A line below contains "the ruffled sleeve", and a later one contains "blurred green background". Repeat both, with every line between them, exactly.
*** Opening of Supplied data ***
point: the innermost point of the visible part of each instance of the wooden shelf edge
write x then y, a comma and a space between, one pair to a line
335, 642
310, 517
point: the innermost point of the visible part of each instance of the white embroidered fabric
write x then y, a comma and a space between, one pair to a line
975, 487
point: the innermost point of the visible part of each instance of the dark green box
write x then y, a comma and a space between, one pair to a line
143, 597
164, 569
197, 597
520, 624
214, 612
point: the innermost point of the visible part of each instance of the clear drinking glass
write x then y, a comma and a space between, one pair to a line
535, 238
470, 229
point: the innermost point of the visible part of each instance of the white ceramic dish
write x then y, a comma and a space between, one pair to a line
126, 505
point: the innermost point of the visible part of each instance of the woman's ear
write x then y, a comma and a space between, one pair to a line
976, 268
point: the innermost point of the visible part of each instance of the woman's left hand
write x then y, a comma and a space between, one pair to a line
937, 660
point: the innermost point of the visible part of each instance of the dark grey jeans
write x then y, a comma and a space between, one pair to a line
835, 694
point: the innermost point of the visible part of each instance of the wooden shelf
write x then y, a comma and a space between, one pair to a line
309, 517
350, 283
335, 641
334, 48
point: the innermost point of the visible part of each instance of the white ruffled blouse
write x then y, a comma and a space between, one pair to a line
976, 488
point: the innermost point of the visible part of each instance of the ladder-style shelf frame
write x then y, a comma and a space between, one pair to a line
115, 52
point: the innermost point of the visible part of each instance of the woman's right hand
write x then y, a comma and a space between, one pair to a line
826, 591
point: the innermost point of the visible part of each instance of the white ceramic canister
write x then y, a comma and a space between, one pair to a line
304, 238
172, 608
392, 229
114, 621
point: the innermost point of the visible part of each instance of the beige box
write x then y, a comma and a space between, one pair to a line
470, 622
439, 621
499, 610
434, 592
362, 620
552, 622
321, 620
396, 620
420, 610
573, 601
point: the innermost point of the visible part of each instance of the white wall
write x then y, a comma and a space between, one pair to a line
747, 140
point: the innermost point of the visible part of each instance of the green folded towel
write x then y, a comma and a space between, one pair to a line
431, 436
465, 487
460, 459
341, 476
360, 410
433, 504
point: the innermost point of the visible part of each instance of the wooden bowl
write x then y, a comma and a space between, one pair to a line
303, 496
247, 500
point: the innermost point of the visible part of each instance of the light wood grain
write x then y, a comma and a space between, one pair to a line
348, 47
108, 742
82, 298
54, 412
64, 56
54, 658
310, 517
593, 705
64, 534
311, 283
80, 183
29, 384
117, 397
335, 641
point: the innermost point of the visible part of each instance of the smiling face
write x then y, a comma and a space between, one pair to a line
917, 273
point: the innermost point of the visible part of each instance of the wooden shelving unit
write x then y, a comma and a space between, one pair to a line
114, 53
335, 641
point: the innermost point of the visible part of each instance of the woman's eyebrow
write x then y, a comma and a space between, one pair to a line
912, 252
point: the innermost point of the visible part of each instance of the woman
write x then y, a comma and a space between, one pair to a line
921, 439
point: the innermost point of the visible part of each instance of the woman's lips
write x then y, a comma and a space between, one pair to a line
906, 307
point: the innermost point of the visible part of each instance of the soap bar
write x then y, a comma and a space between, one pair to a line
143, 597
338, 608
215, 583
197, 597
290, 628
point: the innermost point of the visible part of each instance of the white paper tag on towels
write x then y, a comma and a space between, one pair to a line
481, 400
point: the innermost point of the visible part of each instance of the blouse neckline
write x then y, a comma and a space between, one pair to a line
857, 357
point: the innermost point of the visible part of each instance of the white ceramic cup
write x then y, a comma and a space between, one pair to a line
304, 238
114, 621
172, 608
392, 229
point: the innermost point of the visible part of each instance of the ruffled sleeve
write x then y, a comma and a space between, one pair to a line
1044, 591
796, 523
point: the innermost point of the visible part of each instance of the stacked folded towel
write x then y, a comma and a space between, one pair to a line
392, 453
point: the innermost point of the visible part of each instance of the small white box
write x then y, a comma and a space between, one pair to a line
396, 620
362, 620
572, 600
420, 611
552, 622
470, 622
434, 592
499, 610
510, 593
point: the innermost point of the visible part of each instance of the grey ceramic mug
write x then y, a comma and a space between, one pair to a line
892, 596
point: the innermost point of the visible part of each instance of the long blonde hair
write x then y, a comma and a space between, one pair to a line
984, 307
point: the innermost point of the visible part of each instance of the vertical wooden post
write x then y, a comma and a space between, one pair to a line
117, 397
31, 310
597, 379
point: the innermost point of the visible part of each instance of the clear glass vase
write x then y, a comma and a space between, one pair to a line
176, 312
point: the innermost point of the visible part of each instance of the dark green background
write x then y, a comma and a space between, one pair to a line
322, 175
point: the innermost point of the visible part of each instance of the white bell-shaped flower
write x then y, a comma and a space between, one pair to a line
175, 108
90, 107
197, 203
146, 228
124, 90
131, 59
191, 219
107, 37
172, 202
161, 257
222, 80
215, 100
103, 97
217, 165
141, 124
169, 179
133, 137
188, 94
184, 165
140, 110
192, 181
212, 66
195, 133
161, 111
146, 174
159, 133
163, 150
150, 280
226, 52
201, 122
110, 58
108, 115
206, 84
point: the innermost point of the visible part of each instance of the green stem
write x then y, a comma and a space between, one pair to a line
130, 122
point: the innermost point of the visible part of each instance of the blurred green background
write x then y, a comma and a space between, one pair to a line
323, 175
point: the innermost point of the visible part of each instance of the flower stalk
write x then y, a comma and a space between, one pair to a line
*** Close of Supplied data ***
*Task result:*
point: the innermost point of the visible part of each instance of the ruffled sleeve
write x then y, a comma and a space between, one pair to a line
1044, 591
796, 523
point: the innermost point of the visible part of each instance of the stacked folded towel
write x then y, a comma and a space between, one pair to a line
392, 453
point: the innermost point of the visible part of each instance of the small white box
write x then y, a comma and a space between, one pair to a line
396, 620
362, 620
572, 600
420, 611
552, 622
470, 622
434, 592
499, 610
510, 593
point: the innermost point of the visible part of each instance of the grey ceramic mug
write x then y, a comma and a space between, one pair to a line
892, 596
point: the innermost point of the visible part of each instance of the long blonde hair
write x then y, a comma and a space between, one pair to a line
984, 307
point: the innermost point of the visible part of each instance of the vertical wooden post
write x then y, a comma and a space between, one pair to a line
117, 397
31, 310
597, 379
point: the innermost point of the visible part of each instance of the clear glass vase
write x then y, a comma and a space between, one pair to a line
176, 312
point: the innermost point of the visible part of each instance of the dark green background
write x then y, a comma and a space between, one pair to a line
322, 175
point: the innermost point of the visible part of each instance of the white bell-shaped flower
write x then y, a comma and a space between, one pair to a line
175, 108
90, 107
197, 203
146, 228
124, 90
131, 59
191, 219
107, 37
172, 202
161, 257
222, 80
215, 100
103, 97
217, 165
141, 124
169, 179
133, 137
188, 94
184, 165
140, 110
192, 181
212, 66
195, 133
161, 111
146, 174
159, 133
163, 150
150, 280
226, 52
201, 122
110, 58
108, 115
206, 84
point: the innermost point of the visible part of each instance of the green stem
write x then y, a comma and a space between, one pair to a line
130, 122
point: the innermost point of the visible part of each instance of the blurred green background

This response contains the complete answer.